*WHAT THIS EXERCISE ASKS*
1. Please condense the paragraph in the Roger Boza profile that begins "Roger Boza is a Ph.D. candidate" into a bulleted list, keeping its main facts.
2. Pick up the Roger Boza profile after its final sentence and write the next paragraph.
##### PASSAGE #####
Florida International University Knight Foundation School of Computing and Information Sciences
Roger Boza is a Ph.D. candidate at the Knight Foundation School of Computing and Information Sciences (KFSCIS) at Florida International University (FIU) working on Machine Learning (ML) and Deep Learning (DL). His research interest lies in computer vision, image classification, anomaly detection, and Convolutional Neural Network (CNN) designs. Roger received his B.Sc. in Computer Science from FIU in 2018 and was accepted into the Ph.D. program in 2019. As a Ph.D. student, he was awarded a fellowship from the Department of Energy – Environmental Management (DOE-EM) and inducted as a DOE-EM fellow to perform Structural Health Monitoring (SHM) using state-of-the-art (SOTA) ML and DL algorithms. He has been awarded three consecutive summer internships at Idaho National Laboratory (INL) to collaborate on multiple computer vision tasks such as object detection and obstacle avoidance for the Route Operable Unmanned Navigation of DroneS (ROUNDS) and image classification for Firewatch. He has published three research papers at American Nuclear Society (ANS) conferences and one journal paper in the Progress in Nuclear Science.
##### AVAILABLE DATA #####
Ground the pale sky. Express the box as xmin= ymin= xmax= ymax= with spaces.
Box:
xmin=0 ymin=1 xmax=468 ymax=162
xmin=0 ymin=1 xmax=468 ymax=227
#####
*ANSWERS*
1.
- Ph.D. candidate at the Knight Foundation School of Computing and Information Sciences (KFSCIS), Florida International University (FIU), working on Machine Learning and Deep Learning
- Research interests: computer vision, image classification, anomaly detection, and Convolutional Neural Network designs
- B.Sc. in Computer Science from FIU in 2018; accepted into the Ph.D. program in 2019
- Awarded a Department of Energy – Environmental Management (DOE-EM) fellowship to perform Structural Health Monitoring with state-of-the-art ML and DL algorithms
- Three consecutive summer internships at Idaho National Laboratory (INL): object detection and obstacle avoidance for ROUNDS, and image classification for Firewatch
- Publications: three research papers at American Nuclear Society conferences and one journal paper in the Progress in Nuclear Science

2.
Convolutional Neural Network (CNN) is a type of Artificial Neural Network (ANN) designed explicitly for processing unstructured data, such as the pixels in images, and used for image recognition. CNN is mainly composed of three types of layers. The convolutional layers extract meaningful features that help the network classify images according to labeled classes. The pooling layers aim to gradually decrease the spatial information from the input and thus reduce the number of trainable parameters and the computational complexity of the model. The fully connected layers form a set of dependent non-linear functions that are directly responsible for the final output and predictions. There is no predefined way for formulating a CNN architecture, even though it can be assembled with a relatively small number of layers. Simply trying several combinations of hyperparameters like the number of convolutional layers, the number of kernels per layer, and the number of layers before pooling is very computationally expensive and time-consuming.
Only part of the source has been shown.